__課題__:
DCISに関する抜粋を読み、次の問いに答えよ。
(a) DCISの転機を予測する機械学習アルゴリズムを構築したのは、どこの研究チームか。
(b) 最良のモデルは、がんの再発と非再発を何%の精度で識別したか。
(c) 各種スクリーニングの実施件数が多い国・地域として、名前が挙げられている国はどこか。

__出典抜粋__:
乳管内に異常細胞が生じる「非浸潤性乳管がん(DCIS)」は、その死亡リスクは低い一方で、わずかな割合では病変部が浸潤性となる懸念から、積極的治療の対象ともなってきた。マンモグラフィで同定されたDCISの過剰治療を避けるため、米ミシガン大学の研究チームは、同疾患の転機を予測する機械学習アルゴリズムを構築した。
今月5日、Cell Physiologyにて公開されたチームの研究論文によると、10年以上前に研究向けに提供された細胞サンプル群をデジタル画像として、DCISの転機を予測する機械学習アルゴリズムをトレーニングしたという。導かれた最良のモデルはがんの再発と非再発を91%の精度で識別しており、偽陰性はわずかに4%であった。研究チームは、このツールが現在の臨床ワークフローに問題なく適合すること、利用の促進がDCISの過剰治療を減らす可能性があることに言及している。
本研究成果はDCISの転機予測とともに、特定の治療介入に反応する患者を特定し得ることから、個別化医療への大きな助けとなる可能性もある。日本をはじめ、各種スクリーニングの実施件数が多い国・地域にとっては、過剰診断・治療が問題視されることも多く、技術利用による事態改善には期待が大きい。

__提供情報__:
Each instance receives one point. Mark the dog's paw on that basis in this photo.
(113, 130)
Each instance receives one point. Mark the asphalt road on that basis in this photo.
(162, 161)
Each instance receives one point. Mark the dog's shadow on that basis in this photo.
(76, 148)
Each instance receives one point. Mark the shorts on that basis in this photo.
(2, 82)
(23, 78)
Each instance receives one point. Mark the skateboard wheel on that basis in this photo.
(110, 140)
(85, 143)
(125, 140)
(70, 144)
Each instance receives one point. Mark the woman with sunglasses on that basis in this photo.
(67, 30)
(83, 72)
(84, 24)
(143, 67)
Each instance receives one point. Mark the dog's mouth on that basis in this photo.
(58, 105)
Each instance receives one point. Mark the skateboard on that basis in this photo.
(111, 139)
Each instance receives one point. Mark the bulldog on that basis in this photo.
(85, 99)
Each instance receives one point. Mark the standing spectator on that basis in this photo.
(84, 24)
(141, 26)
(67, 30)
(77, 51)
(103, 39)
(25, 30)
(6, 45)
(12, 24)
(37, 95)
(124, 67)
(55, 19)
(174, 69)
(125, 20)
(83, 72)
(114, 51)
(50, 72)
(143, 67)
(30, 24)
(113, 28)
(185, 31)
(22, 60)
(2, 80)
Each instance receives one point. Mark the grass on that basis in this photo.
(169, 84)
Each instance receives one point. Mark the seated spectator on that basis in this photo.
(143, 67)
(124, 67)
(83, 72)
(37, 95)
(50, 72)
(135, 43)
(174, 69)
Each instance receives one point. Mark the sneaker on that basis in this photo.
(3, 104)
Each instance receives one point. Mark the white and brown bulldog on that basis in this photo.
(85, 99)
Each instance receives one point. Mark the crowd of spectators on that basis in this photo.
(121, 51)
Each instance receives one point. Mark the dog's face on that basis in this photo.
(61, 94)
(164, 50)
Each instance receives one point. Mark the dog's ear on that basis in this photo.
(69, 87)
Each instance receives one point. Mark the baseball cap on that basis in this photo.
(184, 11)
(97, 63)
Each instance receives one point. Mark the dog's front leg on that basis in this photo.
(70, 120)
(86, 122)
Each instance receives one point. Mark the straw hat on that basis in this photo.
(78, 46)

--

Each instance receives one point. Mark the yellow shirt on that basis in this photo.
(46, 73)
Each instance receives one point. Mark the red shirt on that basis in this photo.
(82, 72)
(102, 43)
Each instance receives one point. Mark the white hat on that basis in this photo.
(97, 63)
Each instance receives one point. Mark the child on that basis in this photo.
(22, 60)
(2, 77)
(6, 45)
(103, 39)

__解答__:
(a) 米ミシガン大学の研究チーム
(b) 91%
(c) 日本